AIM OF THE EXERCISE
In the records below, find the line with "Query: lamp shade" and the line with "58, row 362.". Print both exactly, along with every line between them, and no other line.
==== INFORMATION SUPPLIED
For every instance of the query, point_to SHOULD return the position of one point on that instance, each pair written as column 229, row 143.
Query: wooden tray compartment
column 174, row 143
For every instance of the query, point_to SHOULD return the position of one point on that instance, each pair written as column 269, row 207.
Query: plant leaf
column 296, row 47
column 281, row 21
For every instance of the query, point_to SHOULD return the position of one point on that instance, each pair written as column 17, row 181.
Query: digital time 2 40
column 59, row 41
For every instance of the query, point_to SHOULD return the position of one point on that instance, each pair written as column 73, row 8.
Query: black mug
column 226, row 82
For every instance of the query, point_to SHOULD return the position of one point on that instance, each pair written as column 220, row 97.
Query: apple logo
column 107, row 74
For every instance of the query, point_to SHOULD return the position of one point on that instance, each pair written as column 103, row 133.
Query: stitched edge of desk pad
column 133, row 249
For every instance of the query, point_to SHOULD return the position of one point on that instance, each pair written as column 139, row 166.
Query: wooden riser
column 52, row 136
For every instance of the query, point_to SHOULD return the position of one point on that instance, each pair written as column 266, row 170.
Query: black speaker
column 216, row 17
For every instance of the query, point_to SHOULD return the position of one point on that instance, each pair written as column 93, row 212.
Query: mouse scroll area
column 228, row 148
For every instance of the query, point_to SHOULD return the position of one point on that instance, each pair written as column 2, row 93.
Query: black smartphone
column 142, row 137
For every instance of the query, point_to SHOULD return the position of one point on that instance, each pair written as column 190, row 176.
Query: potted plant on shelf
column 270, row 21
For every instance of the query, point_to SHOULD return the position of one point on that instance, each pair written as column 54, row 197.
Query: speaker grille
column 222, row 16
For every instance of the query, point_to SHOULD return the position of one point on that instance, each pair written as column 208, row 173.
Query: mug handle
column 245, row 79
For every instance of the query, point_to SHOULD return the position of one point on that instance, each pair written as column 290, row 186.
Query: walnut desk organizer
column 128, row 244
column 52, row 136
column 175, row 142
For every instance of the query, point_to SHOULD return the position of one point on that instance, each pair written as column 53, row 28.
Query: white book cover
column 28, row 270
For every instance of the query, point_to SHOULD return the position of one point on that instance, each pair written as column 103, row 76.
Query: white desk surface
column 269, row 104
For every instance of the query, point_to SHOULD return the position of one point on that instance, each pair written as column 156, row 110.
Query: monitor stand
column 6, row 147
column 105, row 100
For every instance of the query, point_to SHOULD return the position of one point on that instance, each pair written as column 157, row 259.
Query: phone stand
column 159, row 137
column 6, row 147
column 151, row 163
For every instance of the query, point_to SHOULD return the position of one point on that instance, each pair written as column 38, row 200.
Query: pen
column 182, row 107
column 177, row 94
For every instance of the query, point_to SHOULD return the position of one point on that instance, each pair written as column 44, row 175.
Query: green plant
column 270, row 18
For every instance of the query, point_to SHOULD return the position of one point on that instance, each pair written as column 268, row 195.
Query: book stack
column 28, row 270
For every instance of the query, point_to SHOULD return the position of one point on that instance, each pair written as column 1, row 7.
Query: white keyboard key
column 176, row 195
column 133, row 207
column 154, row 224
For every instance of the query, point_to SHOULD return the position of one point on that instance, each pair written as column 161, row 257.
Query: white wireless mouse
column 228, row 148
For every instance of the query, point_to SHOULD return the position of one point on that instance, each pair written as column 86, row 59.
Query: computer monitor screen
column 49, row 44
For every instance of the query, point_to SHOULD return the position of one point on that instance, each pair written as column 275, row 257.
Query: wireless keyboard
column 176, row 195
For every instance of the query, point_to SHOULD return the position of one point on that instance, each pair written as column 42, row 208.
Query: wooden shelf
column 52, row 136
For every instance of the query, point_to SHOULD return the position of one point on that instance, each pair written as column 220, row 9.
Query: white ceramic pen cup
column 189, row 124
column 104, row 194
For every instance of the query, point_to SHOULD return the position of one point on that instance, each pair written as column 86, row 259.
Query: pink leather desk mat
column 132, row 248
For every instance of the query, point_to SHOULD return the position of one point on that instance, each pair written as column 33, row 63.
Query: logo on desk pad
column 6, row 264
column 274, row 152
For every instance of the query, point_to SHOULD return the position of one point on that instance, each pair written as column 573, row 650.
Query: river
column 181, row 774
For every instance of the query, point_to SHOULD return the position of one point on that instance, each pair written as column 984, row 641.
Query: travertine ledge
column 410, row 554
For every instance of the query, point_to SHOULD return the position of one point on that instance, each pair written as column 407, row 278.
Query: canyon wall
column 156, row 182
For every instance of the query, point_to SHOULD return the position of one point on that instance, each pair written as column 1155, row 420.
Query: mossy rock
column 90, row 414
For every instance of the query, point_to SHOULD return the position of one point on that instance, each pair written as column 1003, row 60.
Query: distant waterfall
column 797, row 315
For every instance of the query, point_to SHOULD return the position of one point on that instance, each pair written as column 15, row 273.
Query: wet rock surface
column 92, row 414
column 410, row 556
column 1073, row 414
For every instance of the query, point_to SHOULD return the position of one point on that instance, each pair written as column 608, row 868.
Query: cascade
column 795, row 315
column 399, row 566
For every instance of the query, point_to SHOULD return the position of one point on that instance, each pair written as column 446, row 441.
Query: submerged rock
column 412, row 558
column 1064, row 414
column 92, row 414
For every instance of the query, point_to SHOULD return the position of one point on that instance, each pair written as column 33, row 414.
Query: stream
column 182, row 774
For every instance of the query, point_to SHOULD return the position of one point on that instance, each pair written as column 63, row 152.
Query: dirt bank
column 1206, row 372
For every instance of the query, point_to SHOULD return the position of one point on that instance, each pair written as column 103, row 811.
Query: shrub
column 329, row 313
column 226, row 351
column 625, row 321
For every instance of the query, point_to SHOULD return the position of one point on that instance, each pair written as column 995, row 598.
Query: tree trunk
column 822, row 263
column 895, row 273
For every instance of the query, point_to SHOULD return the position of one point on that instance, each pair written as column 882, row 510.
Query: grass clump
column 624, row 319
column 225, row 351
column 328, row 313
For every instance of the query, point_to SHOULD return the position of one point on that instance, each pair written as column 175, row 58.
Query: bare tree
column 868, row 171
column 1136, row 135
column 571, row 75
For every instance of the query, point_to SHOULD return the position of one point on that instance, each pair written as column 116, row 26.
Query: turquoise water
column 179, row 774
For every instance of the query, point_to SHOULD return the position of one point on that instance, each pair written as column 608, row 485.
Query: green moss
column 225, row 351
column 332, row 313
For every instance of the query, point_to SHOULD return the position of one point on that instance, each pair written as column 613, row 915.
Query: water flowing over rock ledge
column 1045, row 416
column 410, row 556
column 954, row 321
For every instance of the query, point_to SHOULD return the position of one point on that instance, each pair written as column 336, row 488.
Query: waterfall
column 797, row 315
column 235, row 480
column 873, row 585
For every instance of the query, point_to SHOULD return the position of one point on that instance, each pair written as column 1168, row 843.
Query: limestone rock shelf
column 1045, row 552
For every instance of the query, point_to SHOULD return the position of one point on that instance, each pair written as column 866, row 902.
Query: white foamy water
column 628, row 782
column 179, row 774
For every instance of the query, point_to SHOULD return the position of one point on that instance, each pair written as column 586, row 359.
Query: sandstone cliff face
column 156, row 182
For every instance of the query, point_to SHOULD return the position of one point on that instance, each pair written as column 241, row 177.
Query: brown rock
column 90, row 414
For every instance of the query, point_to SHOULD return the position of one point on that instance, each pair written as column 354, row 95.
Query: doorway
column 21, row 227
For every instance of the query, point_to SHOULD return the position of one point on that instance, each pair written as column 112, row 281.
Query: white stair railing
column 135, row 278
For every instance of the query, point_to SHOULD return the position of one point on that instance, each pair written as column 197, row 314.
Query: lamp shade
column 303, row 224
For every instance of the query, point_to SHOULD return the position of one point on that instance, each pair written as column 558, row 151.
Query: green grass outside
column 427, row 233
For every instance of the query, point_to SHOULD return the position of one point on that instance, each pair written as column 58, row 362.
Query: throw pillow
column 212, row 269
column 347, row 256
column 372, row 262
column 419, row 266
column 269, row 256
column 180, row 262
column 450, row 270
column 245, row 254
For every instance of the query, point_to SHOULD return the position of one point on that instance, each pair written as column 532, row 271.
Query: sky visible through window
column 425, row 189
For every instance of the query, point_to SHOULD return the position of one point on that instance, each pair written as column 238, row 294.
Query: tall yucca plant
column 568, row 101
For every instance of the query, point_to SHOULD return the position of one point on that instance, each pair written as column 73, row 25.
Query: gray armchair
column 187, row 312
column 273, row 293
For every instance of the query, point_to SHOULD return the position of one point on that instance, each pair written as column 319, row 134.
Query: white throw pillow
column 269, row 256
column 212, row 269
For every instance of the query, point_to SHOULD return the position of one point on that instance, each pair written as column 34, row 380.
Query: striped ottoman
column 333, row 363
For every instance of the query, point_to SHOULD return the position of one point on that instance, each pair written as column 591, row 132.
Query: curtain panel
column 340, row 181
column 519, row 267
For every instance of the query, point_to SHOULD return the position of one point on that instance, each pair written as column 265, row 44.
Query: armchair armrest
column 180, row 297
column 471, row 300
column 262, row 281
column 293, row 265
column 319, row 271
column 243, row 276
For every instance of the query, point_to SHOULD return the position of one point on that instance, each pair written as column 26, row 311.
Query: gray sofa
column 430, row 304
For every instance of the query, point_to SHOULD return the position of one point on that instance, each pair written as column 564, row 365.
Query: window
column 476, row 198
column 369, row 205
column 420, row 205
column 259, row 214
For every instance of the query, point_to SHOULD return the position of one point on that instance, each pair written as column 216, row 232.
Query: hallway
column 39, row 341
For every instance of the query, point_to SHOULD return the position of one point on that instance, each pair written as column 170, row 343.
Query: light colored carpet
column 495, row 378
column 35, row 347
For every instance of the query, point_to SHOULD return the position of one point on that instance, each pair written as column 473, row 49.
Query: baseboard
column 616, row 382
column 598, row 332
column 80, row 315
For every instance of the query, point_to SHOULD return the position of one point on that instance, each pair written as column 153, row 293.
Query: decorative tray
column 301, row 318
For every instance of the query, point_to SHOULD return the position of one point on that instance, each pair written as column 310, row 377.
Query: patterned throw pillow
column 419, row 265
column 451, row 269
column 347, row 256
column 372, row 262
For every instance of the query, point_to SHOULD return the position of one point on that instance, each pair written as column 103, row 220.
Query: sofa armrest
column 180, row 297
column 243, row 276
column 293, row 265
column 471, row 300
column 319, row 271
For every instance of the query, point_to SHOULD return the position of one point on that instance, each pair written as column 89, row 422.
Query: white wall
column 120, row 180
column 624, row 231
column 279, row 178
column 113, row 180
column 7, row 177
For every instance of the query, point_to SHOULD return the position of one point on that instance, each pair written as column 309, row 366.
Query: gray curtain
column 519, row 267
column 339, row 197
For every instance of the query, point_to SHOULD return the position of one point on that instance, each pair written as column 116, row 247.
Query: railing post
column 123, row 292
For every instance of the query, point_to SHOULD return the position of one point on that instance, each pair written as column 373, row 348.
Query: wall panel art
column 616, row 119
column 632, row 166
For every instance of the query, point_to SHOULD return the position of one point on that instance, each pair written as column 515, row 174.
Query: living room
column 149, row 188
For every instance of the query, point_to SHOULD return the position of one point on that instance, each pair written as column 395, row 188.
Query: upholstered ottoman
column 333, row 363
========
ANSWER SECTION
Query: lamp shade
column 303, row 224
For every instance of the query, point_to SHOULD return the position of one point on that instance, each pair written as column 558, row 151.
Query: green grass outside
column 427, row 233
For every instance of the query, point_to SHOULD return the position of one point on that instance, each pair written as column 58, row 362.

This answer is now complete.